- _Exercise task_: Copy out the line containing "Would you be able to pick out the autumn" and each line after it, through the last one in the material, exactly as written.

- _Excerpts from point annotation data_:
##############################
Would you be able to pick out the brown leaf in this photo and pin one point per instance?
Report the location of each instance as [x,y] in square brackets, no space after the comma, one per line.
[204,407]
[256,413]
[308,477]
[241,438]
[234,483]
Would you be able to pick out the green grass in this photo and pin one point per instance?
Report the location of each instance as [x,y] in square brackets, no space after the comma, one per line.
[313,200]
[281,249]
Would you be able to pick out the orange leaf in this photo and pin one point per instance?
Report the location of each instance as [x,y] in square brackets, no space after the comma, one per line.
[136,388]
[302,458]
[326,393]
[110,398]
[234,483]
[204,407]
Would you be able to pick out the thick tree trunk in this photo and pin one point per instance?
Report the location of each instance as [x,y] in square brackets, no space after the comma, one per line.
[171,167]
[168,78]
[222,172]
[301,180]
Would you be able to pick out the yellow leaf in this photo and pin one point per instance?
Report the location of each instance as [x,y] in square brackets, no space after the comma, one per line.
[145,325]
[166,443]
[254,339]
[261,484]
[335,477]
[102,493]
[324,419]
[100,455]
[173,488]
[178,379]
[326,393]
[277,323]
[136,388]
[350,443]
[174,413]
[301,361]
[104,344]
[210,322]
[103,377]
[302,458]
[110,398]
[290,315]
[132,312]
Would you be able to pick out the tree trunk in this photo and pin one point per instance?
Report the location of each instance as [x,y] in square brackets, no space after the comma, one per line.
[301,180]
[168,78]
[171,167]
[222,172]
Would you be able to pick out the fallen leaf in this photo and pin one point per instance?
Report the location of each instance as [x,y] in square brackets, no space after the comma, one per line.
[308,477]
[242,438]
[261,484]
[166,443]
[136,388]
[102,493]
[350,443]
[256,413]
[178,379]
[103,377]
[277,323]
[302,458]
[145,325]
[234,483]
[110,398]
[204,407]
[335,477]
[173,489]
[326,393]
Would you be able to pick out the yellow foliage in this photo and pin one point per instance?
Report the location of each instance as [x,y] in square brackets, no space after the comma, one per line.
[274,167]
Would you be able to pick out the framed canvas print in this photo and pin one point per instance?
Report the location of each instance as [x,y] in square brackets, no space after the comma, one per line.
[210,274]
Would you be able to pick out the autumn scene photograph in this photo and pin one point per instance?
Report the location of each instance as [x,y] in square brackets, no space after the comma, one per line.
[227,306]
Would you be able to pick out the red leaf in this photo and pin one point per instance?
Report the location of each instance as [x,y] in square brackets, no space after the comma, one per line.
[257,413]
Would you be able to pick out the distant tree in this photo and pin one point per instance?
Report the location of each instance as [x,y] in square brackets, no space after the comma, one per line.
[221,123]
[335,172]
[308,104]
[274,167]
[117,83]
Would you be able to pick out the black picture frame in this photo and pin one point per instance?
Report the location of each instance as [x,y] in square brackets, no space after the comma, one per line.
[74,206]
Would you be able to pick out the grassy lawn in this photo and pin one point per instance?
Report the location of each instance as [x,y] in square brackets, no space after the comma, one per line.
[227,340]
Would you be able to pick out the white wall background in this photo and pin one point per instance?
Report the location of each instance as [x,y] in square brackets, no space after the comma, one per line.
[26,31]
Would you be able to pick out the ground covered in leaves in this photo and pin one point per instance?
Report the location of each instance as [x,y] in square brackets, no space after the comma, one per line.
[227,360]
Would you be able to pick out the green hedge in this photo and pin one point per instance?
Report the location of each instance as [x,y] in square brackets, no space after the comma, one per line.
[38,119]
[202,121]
##############################
- _Output for this exercise_:
Would you be able to pick out the autumn scene photograph in this photo and pin one point per instance?
Report the location of each instance as [x,y] in square brackets, no space after the comma, one per line.
[227,306]
Would you be able to pick out the red leaf in this photo and pin one point per instance?
Report the location of each instance as [x,y] in square brackets, no space after the comma, one per line.
[257,413]
Would you be able to pick out the distant tree in this photo and pin one point per instance?
Report the location of each instance as [x,y] in square brackets, no space after the comma, one per line.
[221,123]
[335,172]
[308,104]
[274,167]
[117,83]
Would you be able to pick out the black picture frame in this photo and pin one point per instance?
Report the location of each instance as [x,y] in square brackets, no space after the comma, one per line.
[74,206]
Would you be able to pick out the grassy lawn in this photo and pin one point per instance?
Report the location of each instance as [x,y] in square brackets, no space after the comma, one per line.
[227,340]
Would you be able to pick out the white wall background in this photo and pin one point per instance?
Report the location of each instance as [x,y] in square brackets, no space after the comma, one per line.
[26,31]
Would you be able to pick out the ground covered in leaves in this photo and pin one point per instance?
Report the location of each instance as [x,y] in square brackets, no space after the comma, one per line.
[227,360]
Would you be able to pick out the green hedge in this photo and pin one point per instance?
Report the location of each instance as [x,y] in square brackets, no space after the comma, one per line.
[38,119]
[202,121]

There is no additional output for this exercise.